[Task material]:
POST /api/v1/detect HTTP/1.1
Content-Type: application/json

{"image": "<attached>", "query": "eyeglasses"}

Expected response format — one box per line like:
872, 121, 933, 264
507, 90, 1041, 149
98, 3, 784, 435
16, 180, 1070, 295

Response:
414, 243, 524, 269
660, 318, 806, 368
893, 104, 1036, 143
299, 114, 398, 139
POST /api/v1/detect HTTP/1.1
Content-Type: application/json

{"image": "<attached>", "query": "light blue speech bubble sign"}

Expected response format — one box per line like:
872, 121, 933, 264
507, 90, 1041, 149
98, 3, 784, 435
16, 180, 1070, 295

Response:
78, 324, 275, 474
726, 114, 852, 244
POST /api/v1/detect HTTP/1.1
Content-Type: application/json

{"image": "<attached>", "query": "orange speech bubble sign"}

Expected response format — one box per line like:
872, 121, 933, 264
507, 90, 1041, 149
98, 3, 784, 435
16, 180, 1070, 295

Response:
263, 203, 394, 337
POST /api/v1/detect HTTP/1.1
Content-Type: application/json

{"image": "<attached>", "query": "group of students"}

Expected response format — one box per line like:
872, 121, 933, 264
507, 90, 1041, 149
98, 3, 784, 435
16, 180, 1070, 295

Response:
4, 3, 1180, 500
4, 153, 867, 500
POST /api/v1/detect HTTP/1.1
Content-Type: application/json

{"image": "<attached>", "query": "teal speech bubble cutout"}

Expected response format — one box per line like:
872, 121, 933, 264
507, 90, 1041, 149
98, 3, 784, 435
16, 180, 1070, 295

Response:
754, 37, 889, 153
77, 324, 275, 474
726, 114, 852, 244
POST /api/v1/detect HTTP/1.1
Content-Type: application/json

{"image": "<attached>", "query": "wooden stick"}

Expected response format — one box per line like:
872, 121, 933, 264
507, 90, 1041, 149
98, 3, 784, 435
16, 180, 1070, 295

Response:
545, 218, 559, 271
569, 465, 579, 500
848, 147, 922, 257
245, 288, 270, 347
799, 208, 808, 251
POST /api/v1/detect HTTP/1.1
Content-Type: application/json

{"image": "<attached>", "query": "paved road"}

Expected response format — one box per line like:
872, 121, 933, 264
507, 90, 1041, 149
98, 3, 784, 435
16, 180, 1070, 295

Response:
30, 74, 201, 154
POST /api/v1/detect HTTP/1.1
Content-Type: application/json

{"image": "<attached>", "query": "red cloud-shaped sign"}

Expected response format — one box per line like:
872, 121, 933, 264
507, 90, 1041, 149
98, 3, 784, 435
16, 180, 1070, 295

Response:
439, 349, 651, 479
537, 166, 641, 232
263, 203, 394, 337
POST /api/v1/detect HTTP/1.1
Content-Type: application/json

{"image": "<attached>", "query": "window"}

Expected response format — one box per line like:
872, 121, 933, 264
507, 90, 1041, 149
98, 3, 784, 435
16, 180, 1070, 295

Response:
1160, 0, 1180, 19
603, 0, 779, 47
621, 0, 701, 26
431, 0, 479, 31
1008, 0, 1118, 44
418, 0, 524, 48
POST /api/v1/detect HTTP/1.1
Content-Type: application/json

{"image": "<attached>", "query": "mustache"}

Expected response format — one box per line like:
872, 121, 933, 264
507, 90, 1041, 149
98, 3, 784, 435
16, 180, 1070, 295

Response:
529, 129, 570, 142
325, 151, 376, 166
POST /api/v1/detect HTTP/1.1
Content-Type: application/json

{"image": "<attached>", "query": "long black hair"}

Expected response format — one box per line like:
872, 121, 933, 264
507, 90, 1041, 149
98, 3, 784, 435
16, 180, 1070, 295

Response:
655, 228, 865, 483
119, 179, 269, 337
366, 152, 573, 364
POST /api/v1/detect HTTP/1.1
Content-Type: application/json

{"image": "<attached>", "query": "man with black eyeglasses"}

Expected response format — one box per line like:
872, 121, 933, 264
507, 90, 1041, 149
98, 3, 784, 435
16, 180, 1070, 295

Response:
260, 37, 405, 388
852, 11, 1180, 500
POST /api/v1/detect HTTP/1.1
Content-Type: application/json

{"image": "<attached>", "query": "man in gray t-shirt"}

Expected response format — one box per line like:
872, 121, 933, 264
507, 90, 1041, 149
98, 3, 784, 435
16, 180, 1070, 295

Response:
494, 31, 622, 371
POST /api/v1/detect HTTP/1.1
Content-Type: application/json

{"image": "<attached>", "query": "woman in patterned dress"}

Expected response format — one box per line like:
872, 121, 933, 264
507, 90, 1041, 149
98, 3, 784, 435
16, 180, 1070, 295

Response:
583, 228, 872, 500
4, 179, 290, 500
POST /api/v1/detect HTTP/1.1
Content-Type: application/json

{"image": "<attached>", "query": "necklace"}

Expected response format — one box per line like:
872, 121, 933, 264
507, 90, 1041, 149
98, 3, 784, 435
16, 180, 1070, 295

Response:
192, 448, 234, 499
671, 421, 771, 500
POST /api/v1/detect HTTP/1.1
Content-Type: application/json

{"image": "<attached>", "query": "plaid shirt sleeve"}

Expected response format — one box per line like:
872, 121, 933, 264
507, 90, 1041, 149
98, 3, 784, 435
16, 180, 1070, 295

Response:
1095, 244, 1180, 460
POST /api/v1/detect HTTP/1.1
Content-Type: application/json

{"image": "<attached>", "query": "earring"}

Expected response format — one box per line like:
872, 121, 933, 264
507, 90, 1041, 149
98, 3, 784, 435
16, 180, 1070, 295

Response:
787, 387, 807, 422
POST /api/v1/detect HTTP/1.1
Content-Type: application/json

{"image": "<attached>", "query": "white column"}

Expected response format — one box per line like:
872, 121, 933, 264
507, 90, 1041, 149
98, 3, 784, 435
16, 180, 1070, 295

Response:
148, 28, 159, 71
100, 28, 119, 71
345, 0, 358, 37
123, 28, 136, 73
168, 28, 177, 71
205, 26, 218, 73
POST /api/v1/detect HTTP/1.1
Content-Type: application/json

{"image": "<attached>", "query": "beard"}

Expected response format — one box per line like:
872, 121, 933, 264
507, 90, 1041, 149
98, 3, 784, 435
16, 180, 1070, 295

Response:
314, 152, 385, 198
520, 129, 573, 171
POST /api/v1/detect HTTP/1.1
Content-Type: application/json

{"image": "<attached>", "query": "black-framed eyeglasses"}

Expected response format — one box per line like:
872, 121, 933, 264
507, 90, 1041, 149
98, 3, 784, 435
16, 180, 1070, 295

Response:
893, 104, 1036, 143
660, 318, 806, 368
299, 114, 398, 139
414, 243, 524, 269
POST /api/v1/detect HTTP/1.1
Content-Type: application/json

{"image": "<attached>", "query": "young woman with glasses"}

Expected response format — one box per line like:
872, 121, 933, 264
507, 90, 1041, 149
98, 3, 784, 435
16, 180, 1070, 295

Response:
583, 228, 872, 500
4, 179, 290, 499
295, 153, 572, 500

[Written request]:
Restate each of the entries above verbatim.

[Worked solution]:
POST /api/v1/detect HTTP/1.1
Content-Type: application/json

{"image": "<attached>", "query": "eyeglasses"}

Expected response format — one box per line like:
872, 121, 933, 264
507, 90, 1041, 149
98, 3, 784, 435
16, 180, 1070, 295

Response:
414, 243, 524, 269
660, 318, 806, 368
893, 104, 1036, 143
299, 114, 398, 139
POST /api/v1/detect HTTP/1.1
Content-Type: application/json

{"image": "<attached>", "query": "light blue speech bubble sign"}

Expected response format — one box per line like:
872, 121, 933, 264
507, 90, 1041, 149
98, 3, 784, 435
16, 180, 1070, 295

Response:
78, 324, 275, 474
726, 114, 852, 244
POST /api/v1/detect HTTP/1.1
Content-Type: application/json

{"image": "<attached>", "query": "orange speech bubble sign"}

Expected response format — one box per line like:
872, 121, 933, 264
507, 90, 1041, 149
98, 3, 784, 435
16, 180, 1070, 295

Response:
263, 203, 394, 337
POST /api/v1/detect HTTP/1.1
Content-Type: application/json

{"image": "<attached>", "query": "group of students"}

Expected response format — one box per line like:
872, 121, 933, 264
507, 90, 1041, 149
98, 3, 784, 435
16, 180, 1070, 295

Response:
4, 3, 1180, 500
4, 153, 867, 500
POST /api/v1/detect HTTP/1.1
Content-Type: application/json

{"image": "<attached>", "query": "teal speech bubble cutout"}

Expected response format — one box per line like:
872, 121, 933, 264
507, 90, 1041, 149
98, 3, 784, 435
16, 180, 1070, 295

Response:
754, 37, 889, 153
77, 324, 275, 474
726, 114, 852, 244
POST /api/v1/detect HTTP/1.1
Content-Type: application/json

{"image": "<attached>", "query": "wooden stick"}

Expected response format — one box per line like:
872, 121, 933, 264
507, 90, 1041, 149
98, 3, 784, 435
16, 180, 1070, 295

Response:
545, 218, 559, 271
569, 465, 579, 500
848, 147, 922, 257
245, 288, 270, 347
799, 208, 808, 251
POST /api/v1/detect HTTP/1.1
Content-Type: application/json

{"image": "<attached>", "query": "paved road"}

Expected response format — one box per line like:
872, 121, 933, 264
507, 90, 1041, 149
98, 3, 784, 435
16, 180, 1070, 295

Response:
30, 74, 201, 154
POST /api/v1/detect HTTP/1.1
Content-Type: application/json

{"image": "<attached>", "query": "red cloud-shaped sign"}

Expected response format — one box per line like:
872, 121, 933, 264
507, 90, 1041, 149
98, 3, 784, 435
16, 180, 1070, 295

Response:
439, 349, 651, 479
537, 166, 641, 232
263, 203, 394, 337
POST /api/v1/detect HTTP/1.1
Content-Type: application/json

{"image": "<attached>", "query": "window"}

Expected response format — one box per line like:
872, 121, 933, 264
507, 90, 1041, 149
98, 3, 784, 435
16, 180, 1070, 295

Response:
1160, 0, 1180, 19
603, 0, 779, 47
621, 0, 701, 26
431, 0, 479, 31
1008, 0, 1118, 44
418, 0, 524, 48
POST /api/v1/detect HTTP/1.1
Content-Type: application/json

{"image": "<attached>", "query": "mustache"}

Expected response format — one box per line like:
872, 121, 933, 264
507, 90, 1041, 149
98, 3, 784, 435
16, 180, 1070, 295

Response:
529, 129, 570, 142
325, 151, 376, 166
POST /api/v1/detect HTTP/1.1
Content-Type: application/json

{"image": "<attached>", "query": "long black hair"}

Expected response format — one box per line like:
872, 121, 933, 264
507, 90, 1041, 149
98, 3, 784, 435
16, 180, 1070, 295

Response:
655, 228, 865, 483
119, 179, 269, 337
366, 152, 573, 364
POST /api/v1/detect HTTP/1.1
Content-Type: application/json

{"image": "<attached>", "query": "man with black eyeglasses"}

Expected response format — one box per line like:
872, 121, 933, 264
507, 90, 1041, 149
98, 3, 784, 435
16, 180, 1070, 295

Response:
260, 37, 405, 388
852, 11, 1180, 500
POST /api/v1/detect HTTP/1.1
Content-Type: application/json

{"image": "<attached>", "query": "man in gray t-shirt"}

Expected response format — one box per line like:
872, 121, 933, 264
507, 90, 1041, 149
98, 3, 784, 435
16, 180, 1070, 295

Response:
494, 31, 622, 371
POST /api/v1/detect HTTP/1.1
Content-Type: application/json

{"image": "<attached>", "query": "woman in patterned dress"}

Expected response format — one box per line like:
872, 121, 933, 264
507, 90, 1041, 149
98, 3, 784, 435
16, 180, 1070, 295

Response:
583, 228, 872, 500
4, 179, 290, 500
POST /api/v1/detect HTTP/1.1
Content-Type: application/json

{"image": "<attached>", "query": "necklace"}

Expected response format — one box per line like:
872, 121, 933, 264
507, 90, 1041, 149
98, 3, 784, 435
16, 180, 1070, 295

Response:
192, 448, 234, 499
671, 421, 771, 500
POST /api/v1/detect HTTP/1.1
Content-Type: application/json

{"image": "<attached>", "query": "plaid shirt sleeve"}

Expected response format — one box per line like:
872, 121, 933, 264
507, 90, 1041, 149
98, 3, 784, 435
16, 180, 1070, 295

Response:
1095, 244, 1180, 460
POST /api/v1/detect HTTP/1.1
Content-Type: application/json

{"image": "<attached>", "query": "earring"}

Expected response format — one box per line like:
872, 121, 933, 264
507, 90, 1041, 149
98, 3, 784, 435
16, 180, 1070, 295

Response:
787, 387, 807, 422
POST /api/v1/detect HTTP/1.1
Content-Type: application/json

{"image": "<attached>", "query": "white column"}

Expected response format — one box per line like:
872, 121, 933, 264
507, 90, 1041, 149
98, 3, 784, 435
16, 180, 1070, 295

Response:
148, 28, 159, 71
100, 28, 119, 71
345, 0, 358, 37
123, 28, 136, 73
168, 28, 177, 71
205, 26, 218, 73
POST /api/v1/detect HTTP/1.1
Content-Type: application/json

{"image": "<attached>", "query": "beard"}

Expected response format — one box per line like:
872, 121, 933, 264
507, 90, 1041, 149
98, 3, 784, 435
16, 180, 1070, 295

Response:
314, 152, 385, 198
520, 129, 573, 171
POST /api/v1/detect HTTP/1.1
Content-Type: application/json

{"image": "<attached>", "query": "black-framed eyeglasses"}

Expected response format — one box per line like:
872, 121, 933, 264
507, 90, 1041, 149
98, 3, 784, 435
16, 180, 1070, 295

Response:
893, 104, 1036, 143
660, 318, 806, 368
299, 114, 398, 139
414, 243, 524, 269
POST /api/v1/detect HTTP/1.1
Content-Type: application/json

{"image": "<attached>", "query": "young woman with glasses"}

Expected response format — one box per line like:
872, 121, 933, 264
507, 90, 1041, 149
98, 3, 784, 435
16, 180, 1070, 295

Response:
583, 228, 872, 500
4, 179, 290, 499
295, 153, 572, 500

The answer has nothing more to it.